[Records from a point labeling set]
---

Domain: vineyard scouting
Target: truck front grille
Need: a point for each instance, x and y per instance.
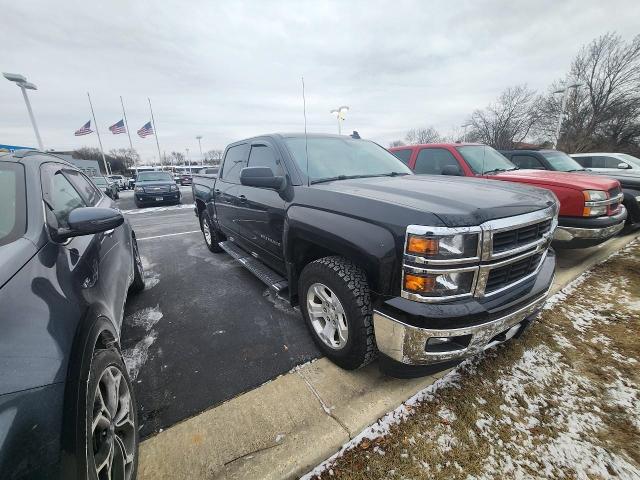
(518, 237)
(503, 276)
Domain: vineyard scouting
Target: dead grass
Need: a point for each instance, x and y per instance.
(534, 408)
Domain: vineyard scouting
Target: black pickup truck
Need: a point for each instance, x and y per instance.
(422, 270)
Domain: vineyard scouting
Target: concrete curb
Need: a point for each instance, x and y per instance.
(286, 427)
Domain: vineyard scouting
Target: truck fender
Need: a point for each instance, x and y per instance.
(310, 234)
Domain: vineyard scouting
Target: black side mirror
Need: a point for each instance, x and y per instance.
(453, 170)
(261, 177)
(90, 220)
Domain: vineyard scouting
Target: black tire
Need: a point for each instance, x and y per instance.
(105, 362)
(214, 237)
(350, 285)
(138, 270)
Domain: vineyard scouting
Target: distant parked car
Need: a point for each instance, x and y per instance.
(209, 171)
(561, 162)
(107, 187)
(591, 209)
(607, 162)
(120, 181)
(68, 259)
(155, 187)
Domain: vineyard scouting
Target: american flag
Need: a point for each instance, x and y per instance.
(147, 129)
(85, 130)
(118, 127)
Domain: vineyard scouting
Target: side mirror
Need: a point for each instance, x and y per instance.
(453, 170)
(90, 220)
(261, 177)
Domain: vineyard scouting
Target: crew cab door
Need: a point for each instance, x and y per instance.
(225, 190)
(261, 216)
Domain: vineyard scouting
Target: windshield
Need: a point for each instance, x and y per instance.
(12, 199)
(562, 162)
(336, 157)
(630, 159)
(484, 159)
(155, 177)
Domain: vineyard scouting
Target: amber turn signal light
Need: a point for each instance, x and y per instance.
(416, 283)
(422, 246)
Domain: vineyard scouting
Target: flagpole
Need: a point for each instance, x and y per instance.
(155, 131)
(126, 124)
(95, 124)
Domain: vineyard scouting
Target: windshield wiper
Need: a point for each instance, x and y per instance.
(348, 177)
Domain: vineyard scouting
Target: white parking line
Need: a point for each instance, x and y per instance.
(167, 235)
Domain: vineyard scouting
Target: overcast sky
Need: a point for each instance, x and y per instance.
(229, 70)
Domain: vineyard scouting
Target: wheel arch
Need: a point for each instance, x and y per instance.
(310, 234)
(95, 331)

---

● What the task requires
Quote the entries in full. Any image among them is to be omitted from the copy.

● Solution to this problem
Domain: vineyard scouting
Target: truck front grille
Need: a point for each instance, x and y per instance.
(518, 237)
(503, 276)
Domain: vineyard scouting
Target: dead grass
Need: a point for each instance, x and y per instance.
(534, 408)
Domain: vineyard scouting
Target: black pickup truck
Need: a point for each instance, x and y per instance.
(422, 270)
Domain: vineyard scouting
Target: concrete curb
Need: a point for each instance, x and y per instance.
(286, 427)
Domain: vineyard scouting
Target: truck fender
Need: a point for each instance, x and y per instance.
(310, 234)
Domain: vineyard scouting
Target: black side mirror
Need: a point for each instance, x and y per instance.
(453, 170)
(261, 177)
(90, 220)
Domain: vineyard scouting
Target: black tire
Need: a point for each instance, x and y per instance.
(105, 362)
(214, 237)
(350, 285)
(138, 270)
Domain: vineyard scouting
Target: distant parked car
Need: a point for each instance, x and y per instance.
(209, 171)
(561, 162)
(107, 187)
(591, 209)
(607, 162)
(120, 181)
(68, 259)
(155, 187)
Domain: vineyard scouting
Target: american flag
Need: a point for each instance, x and y per instance.
(147, 129)
(85, 130)
(118, 127)
Domain: vineyard scouting
Target: side mirror
Need: a point for each instance, x and y per instance.
(453, 170)
(90, 220)
(261, 177)
Domain: vineyard scouting
Target: crew cab door
Need: a point for each instance, x and y per instance.
(225, 190)
(261, 216)
Domain: vineyard scouting
Target: windshield
Need: a point for each instance, x and y per instance.
(12, 199)
(562, 162)
(336, 157)
(630, 159)
(484, 159)
(155, 177)
Domain: vineyard scouting
Target: amber turn signal light
Need: a point for each instance, x and y per instance.
(416, 283)
(422, 246)
Domain: vineyard scouting
Target: flagpole
Need: a point for each instance, x and y per instance.
(155, 131)
(126, 124)
(95, 124)
Domain: vineyard scouting
Target: windshield wiper
Need: a point for each instance, x and y per instance.
(348, 177)
Domain: vineyard scouting
Target: white parking line
Need: a point for each instance, x and y per instance.
(167, 235)
Domain: vineyard scouting
Target: overcast sky
Need: a point for each instance, x and y per instance.
(229, 70)
Domain: vineyard scouting
Target: wheel arch
Need: a point for each instance, x and y per instance.
(310, 234)
(95, 331)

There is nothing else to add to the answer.